(Dataset entries)
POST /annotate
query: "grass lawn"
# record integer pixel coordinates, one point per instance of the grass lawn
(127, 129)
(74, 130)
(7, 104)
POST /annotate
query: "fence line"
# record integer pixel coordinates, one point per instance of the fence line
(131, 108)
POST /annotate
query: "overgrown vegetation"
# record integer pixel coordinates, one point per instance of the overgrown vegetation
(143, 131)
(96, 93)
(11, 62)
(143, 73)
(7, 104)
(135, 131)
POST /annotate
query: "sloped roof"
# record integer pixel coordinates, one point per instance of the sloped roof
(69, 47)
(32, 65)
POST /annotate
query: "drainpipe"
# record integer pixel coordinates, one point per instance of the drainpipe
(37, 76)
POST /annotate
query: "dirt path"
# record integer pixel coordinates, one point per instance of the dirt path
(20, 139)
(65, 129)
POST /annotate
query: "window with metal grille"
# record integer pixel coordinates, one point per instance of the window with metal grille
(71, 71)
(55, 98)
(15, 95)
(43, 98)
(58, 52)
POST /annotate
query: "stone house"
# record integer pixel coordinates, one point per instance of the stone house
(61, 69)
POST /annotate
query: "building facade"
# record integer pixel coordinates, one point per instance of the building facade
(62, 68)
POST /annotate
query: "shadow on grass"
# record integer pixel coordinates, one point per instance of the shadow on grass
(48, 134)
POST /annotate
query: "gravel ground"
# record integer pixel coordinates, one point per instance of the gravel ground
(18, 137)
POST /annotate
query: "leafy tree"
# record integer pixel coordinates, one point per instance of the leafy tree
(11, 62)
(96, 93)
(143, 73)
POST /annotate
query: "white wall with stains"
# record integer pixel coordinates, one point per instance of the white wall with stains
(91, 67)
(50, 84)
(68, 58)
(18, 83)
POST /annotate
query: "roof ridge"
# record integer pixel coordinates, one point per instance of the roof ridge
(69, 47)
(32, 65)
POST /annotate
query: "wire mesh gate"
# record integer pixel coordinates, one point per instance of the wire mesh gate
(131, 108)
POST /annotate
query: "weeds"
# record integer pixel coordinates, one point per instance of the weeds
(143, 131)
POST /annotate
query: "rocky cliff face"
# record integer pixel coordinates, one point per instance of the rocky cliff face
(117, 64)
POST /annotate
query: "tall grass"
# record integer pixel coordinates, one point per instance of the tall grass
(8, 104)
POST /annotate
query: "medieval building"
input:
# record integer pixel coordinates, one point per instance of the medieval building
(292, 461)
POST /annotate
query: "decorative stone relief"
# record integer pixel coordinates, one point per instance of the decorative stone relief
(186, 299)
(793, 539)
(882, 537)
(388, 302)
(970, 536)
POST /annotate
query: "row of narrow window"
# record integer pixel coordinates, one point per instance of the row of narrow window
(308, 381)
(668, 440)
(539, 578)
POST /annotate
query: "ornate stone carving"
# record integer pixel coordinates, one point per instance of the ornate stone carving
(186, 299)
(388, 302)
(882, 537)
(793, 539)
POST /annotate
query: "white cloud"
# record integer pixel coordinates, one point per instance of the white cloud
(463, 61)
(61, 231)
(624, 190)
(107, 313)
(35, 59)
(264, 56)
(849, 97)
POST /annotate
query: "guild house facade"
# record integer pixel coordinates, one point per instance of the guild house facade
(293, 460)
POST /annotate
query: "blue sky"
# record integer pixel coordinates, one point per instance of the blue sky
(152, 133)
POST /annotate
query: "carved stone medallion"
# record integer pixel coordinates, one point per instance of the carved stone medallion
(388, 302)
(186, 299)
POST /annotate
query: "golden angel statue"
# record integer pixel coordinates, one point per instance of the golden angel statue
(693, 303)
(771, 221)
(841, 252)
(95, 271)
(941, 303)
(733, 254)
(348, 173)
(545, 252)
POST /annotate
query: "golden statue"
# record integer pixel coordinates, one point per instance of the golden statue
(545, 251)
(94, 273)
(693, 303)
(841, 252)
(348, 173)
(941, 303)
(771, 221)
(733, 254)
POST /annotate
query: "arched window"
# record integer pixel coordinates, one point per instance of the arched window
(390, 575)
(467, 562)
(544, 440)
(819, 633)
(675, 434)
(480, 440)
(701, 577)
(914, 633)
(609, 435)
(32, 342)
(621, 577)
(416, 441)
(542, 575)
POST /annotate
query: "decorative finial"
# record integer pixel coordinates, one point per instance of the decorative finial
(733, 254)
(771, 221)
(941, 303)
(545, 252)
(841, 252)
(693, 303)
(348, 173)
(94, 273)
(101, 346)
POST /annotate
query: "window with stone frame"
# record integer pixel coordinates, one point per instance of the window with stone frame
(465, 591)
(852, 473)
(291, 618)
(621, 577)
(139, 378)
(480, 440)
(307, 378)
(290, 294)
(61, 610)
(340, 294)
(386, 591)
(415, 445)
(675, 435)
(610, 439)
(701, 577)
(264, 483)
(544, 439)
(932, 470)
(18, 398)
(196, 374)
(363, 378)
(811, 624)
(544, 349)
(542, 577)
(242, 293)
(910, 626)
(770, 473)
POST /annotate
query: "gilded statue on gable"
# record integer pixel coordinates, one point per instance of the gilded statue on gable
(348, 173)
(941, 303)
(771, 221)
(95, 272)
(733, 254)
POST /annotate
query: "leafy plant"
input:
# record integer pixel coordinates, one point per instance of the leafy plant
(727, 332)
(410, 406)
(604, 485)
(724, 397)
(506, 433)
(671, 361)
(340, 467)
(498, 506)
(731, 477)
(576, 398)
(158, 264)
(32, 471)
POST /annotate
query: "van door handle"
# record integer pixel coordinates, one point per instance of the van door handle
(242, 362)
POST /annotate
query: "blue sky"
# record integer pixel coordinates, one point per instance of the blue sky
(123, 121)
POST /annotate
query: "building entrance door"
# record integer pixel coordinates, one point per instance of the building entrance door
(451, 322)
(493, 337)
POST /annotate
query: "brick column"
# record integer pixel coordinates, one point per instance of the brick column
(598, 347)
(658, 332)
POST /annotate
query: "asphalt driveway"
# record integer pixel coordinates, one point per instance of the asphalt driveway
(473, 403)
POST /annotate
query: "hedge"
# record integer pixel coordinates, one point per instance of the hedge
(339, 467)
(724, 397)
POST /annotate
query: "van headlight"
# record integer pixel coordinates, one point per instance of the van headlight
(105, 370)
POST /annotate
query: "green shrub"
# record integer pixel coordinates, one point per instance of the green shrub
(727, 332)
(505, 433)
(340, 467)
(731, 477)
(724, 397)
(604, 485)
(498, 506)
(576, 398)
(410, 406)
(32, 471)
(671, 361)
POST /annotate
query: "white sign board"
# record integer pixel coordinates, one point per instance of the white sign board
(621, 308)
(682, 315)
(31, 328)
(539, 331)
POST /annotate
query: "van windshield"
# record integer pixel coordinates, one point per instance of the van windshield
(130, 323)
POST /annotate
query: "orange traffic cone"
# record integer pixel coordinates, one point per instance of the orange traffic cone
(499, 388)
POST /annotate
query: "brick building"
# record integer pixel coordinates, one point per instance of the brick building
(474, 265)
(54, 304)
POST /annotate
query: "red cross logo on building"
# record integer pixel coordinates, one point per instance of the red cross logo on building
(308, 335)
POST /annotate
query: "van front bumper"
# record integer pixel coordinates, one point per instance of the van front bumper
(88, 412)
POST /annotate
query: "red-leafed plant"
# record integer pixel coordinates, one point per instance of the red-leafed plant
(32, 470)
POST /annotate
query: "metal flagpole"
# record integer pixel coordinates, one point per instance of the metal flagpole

Problem requirements:
Until the last line is reached, keep transcribing the data exactly.

Response for this exercise:
POST /annotate
query: "grass lawn"
# record integer pixel coordinates, one point per instance of the grass lawn
(127, 129)
(74, 130)
(7, 104)
POST /annotate
query: "fence line"
# record integer pixel coordinates, one point per instance of the fence line
(131, 108)
POST /annotate
query: "overgrown vegetation"
# record integer pixel coordinates, one point per instance of the overgrown vegetation
(143, 131)
(96, 93)
(11, 62)
(143, 73)
(7, 104)
(135, 131)
POST /annotate
query: "sloped roof"
# record integer pixel coordinates, one point per instance of the sloped roof
(69, 47)
(32, 65)
POST /annotate
query: "drainpipe"
# record integer pixel coordinates, one point per instance of the drainpipe
(37, 76)
POST /annotate
query: "dirt path"
# record integer pixel coordinates, one point per instance of the dirt path
(20, 139)
(65, 129)
POST /annotate
query: "window with metal grille"
# record integer pixel coordinates, one point per instance of the window with metal grille
(71, 71)
(55, 98)
(15, 95)
(43, 98)
(58, 52)
POST /annotate
query: "stone house"
# record integer pixel coordinates, one point per instance of the stone house
(61, 69)
POST /annotate
query: "building facade"
# record integer pixel coordinates, one point per instance of the building facade
(62, 68)
POST /annotate
query: "shadow on grass"
# record integer pixel coordinates, one point per instance of the shadow on grass
(48, 134)
POST /annotate
query: "gravel ground"
# record integer pixel coordinates, one point per instance of the gravel ground
(18, 137)
POST /annotate
query: "leafy tree"
# record integer pixel coordinates, one point per instance of the leafy tree
(11, 62)
(96, 93)
(143, 73)
POST /annotate
query: "white wall with stains"
# record integer pixel coordinates, one point per instance of the white wall with stains
(91, 67)
(50, 84)
(68, 58)
(18, 83)
POST /annotate
query: "roof ridge"
# record integer pixel coordinates, one point per instance of the roof ridge
(69, 47)
(32, 65)
POST /annotate
query: "wire mesh gate"
# record integer pixel coordinates, one point per instance of the wire mesh gate
(131, 108)
POST /annotate
query: "weeds"
# record integer pixel coordinates, one point per instance of the weeds
(143, 131)
POST /annotate
query: "rocky cliff face"
# record integer pixel coordinates, one point per instance of the rocky cliff face
(117, 64)
POST /annotate
query: "tall grass"
# record integer pixel coordinates, one point per instance of the tall grass
(8, 104)
POST /annotate
query: "medieval building"
input:
# record integer pixel coordinates, one point per instance of the medieval building
(292, 461)
POST /annotate
query: "decorative stone relief"
# record integer pixel coordinates, one point per instance of the decorative stone relief
(186, 299)
(793, 539)
(882, 537)
(388, 302)
(970, 536)
POST /annotate
query: "row of narrow window"
# record integer pixel coordinates, one point per instance of the row of narrow window
(308, 381)
(668, 440)
(539, 578)
POST /annotate
query: "ornate stone carving"
# record integer pixel coordinates, one point per instance of the ornate stone carving
(186, 299)
(388, 302)
(882, 537)
(793, 539)
POST /annotate
query: "white cloud"
# record integer pixel coordinates, one point per instance of the white cloud
(463, 61)
(61, 231)
(624, 190)
(107, 313)
(35, 59)
(264, 56)
(849, 97)
POST /annotate
query: "guild house facade"
# record integer pixel coordinates, one point per instance of the guild house facade
(293, 460)
POST /annotate
query: "blue sky"
# record integer pixel coordinates, one point per instance of the blue sky
(152, 133)
POST /annotate
query: "carved stone medallion"
# record integer pixel coordinates, one point per instance of the carved stone medallion
(388, 302)
(186, 299)
POST /annotate
query: "golden angel statue"
# record integer pixel coordinates, one point per instance of the golden angel statue
(693, 303)
(771, 221)
(841, 252)
(95, 271)
(941, 303)
(733, 254)
(348, 173)
(545, 252)
POST /annotate
query: "golden statue"
# record integer pixel coordinates, one point per instance of the golden statue
(545, 251)
(94, 273)
(693, 303)
(841, 252)
(348, 173)
(941, 303)
(771, 221)
(733, 254)
POST /annotate
query: "arched window"
# record integer pixel coordinates, one point per instance of the arched window
(390, 575)
(467, 562)
(544, 440)
(819, 633)
(675, 434)
(480, 440)
(701, 577)
(914, 633)
(609, 435)
(32, 342)
(621, 577)
(416, 441)
(542, 575)
POST /annotate
query: "decorative finial"
# record integer pixel coordinates, one point per instance of the decorative finial
(733, 254)
(771, 221)
(941, 303)
(545, 252)
(841, 252)
(693, 303)
(348, 173)
(94, 273)
(101, 346)
POST /annotate
query: "window with stone frame"
# record integer pixel coordinates, one point per instance of the window with stone frame
(465, 591)
(852, 473)
(291, 618)
(621, 577)
(139, 378)
(480, 440)
(307, 378)
(290, 294)
(61, 610)
(340, 294)
(386, 591)
(415, 445)
(675, 435)
(610, 439)
(701, 577)
(264, 483)
(544, 439)
(932, 470)
(18, 398)
(196, 374)
(363, 378)
(811, 624)
(544, 349)
(542, 577)
(242, 293)
(910, 626)
(770, 473)
POST /annotate
query: "gilded statue on gable"
# record integer pixel coordinates, one point per instance of the gilded statue on gable
(348, 173)
(941, 303)
(771, 221)
(95, 272)
(733, 254)
POST /annotate
query: "leafy plant"
input:
# record integer pixel coordinates, one point per instance of the leafy plant
(727, 332)
(410, 406)
(604, 485)
(724, 397)
(506, 433)
(671, 361)
(340, 467)
(498, 506)
(731, 477)
(576, 398)
(158, 264)
(32, 471)
POST /annotate
query: "van door handle"
# record integer pixel coordinates, one point per instance of the van door handle
(242, 362)
POST /annotate
query: "blue sky"
# record integer pixel coordinates, one point per instance of the blue sky
(123, 121)
POST /annotate
query: "building entrance door"
# record integer pixel coordinates, one point per instance of the building entrance door
(451, 322)
(493, 337)
POST /annotate
query: "brick column"
# record integer pixel coordinates, one point per instance of the brick column
(598, 347)
(658, 332)
POST /annotate
query: "asphalt driveway"
# record integer pixel coordinates, one point per instance of the asphalt driveway
(473, 403)
POST /annotate
query: "hedge"
# record integer pixel coordinates, one point per instance of the hedge
(339, 467)
(724, 397)
POST /annotate
query: "van headlight"
# record integer pixel coordinates, one point per instance of the van headlight
(105, 370)
POST /annotate
query: "green shrub"
# record integer pixel coordinates, one point per instance of the green shrub
(727, 332)
(505, 433)
(340, 467)
(731, 477)
(724, 397)
(604, 485)
(498, 506)
(576, 398)
(410, 406)
(32, 471)
(671, 361)
POST /annotate
query: "white sign board"
# record integer pixel coordinates, one point per instance of the white sign board
(621, 308)
(682, 315)
(31, 328)
(539, 331)
POST /annotate
query: "van windshield"
# record integer pixel coordinates, one point per instance of the van windshield
(130, 323)
POST /annotate
query: "orange traffic cone"
# record integer pixel coordinates, one point per instance of the orange traffic cone
(499, 388)
POST /annotate
query: "brick building"
# record integer pixel coordinates, one point per instance of the brick building
(474, 265)
(54, 304)
POST /annotate
query: "red cross logo on building"
# record integer pixel coordinates, one point per instance of the red cross logo on building
(308, 335)
POST /annotate
query: "van front bumper"
# record integer pixel coordinates, one point per instance of the van front bumper
(88, 412)
POST /annotate
query: "red-leafed plant"
# record integer pixel coordinates, one point per instance of the red-leafed plant
(32, 470)
POST /annotate
query: "metal flagpole"
# record integer pixel coordinates, one point per instance of the metal flagpole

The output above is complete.